* [HOW TO COMPLETE THIS TASK]: Below is a listing. Write out exactly its lines between the one holding "negative clicks: (250, 247) (237, 252)" and the one holding "negative clicks: (193, 414) (76, 246)", inclusive.

Start of Block

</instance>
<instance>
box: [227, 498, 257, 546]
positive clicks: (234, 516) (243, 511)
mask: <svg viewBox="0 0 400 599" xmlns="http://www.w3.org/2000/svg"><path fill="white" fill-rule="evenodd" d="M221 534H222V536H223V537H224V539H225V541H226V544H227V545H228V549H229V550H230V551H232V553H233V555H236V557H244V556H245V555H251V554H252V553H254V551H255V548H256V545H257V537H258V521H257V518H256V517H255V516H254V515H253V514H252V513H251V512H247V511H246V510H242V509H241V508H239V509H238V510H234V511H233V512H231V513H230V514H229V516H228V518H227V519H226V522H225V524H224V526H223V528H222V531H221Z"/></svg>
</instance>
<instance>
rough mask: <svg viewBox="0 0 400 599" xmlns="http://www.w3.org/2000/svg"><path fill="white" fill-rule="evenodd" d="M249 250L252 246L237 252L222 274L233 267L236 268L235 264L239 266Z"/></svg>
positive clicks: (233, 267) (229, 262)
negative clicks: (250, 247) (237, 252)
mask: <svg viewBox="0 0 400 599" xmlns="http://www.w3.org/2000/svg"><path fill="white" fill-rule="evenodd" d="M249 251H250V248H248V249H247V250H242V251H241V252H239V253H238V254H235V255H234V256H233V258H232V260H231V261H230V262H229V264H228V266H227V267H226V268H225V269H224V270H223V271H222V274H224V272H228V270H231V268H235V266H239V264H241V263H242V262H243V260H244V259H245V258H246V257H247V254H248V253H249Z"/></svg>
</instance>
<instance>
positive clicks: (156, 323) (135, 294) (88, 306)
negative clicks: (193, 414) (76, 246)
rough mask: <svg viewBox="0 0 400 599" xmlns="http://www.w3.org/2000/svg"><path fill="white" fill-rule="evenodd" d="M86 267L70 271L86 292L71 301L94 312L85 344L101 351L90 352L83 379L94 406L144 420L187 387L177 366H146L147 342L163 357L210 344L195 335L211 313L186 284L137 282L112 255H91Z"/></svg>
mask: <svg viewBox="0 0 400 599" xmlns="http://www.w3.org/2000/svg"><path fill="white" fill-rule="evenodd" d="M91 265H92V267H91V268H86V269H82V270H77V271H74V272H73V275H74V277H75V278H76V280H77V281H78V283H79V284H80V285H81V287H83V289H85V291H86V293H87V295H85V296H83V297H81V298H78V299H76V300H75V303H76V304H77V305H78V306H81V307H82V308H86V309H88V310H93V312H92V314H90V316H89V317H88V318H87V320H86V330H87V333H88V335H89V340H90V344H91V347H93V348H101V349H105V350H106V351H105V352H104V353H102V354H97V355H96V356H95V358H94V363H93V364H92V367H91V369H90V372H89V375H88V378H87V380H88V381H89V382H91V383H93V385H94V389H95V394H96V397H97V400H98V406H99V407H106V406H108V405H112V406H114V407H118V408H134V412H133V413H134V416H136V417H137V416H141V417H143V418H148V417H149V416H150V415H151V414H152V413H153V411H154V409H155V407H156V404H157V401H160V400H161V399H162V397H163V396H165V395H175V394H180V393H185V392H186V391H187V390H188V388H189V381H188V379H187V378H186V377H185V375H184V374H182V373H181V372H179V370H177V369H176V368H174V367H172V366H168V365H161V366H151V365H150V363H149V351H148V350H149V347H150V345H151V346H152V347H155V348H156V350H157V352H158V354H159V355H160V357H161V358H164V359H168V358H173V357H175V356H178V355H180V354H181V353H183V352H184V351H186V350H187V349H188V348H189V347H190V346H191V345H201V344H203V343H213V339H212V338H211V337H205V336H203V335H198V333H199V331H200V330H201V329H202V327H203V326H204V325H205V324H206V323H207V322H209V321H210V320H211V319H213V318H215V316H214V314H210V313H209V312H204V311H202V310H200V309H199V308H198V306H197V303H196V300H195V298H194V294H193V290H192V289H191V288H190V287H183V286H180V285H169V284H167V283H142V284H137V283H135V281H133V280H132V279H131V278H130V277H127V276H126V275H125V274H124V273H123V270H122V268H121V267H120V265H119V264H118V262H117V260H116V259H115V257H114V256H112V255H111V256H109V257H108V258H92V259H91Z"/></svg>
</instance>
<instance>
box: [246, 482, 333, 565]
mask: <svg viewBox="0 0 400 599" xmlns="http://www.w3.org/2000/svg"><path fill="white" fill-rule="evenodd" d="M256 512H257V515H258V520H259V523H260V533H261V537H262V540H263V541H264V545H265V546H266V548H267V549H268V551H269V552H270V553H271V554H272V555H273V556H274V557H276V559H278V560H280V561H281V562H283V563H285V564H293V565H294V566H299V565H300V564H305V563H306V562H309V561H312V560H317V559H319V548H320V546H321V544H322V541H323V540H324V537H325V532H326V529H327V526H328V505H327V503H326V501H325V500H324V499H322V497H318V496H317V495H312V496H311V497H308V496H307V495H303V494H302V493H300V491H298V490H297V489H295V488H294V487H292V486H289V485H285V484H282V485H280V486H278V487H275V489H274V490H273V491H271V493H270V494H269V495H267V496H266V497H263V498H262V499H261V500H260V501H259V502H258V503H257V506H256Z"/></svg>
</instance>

End of Block

* [TASK SOLUTION]:
negative clicks: (250, 247) (237, 252)
mask: <svg viewBox="0 0 400 599" xmlns="http://www.w3.org/2000/svg"><path fill="white" fill-rule="evenodd" d="M249 251H250V248H248V249H247V250H242V251H241V252H239V253H238V254H235V255H234V256H233V258H232V260H231V261H230V262H229V264H228V266H227V267H226V268H225V269H224V270H223V271H222V274H224V272H228V270H231V268H235V266H239V264H241V263H242V262H243V260H244V259H245V258H246V257H247V254H248V253H249Z"/></svg>
</instance>
<instance>
positive clicks: (156, 323) (135, 294) (88, 306)
negative clicks: (193, 414) (76, 246)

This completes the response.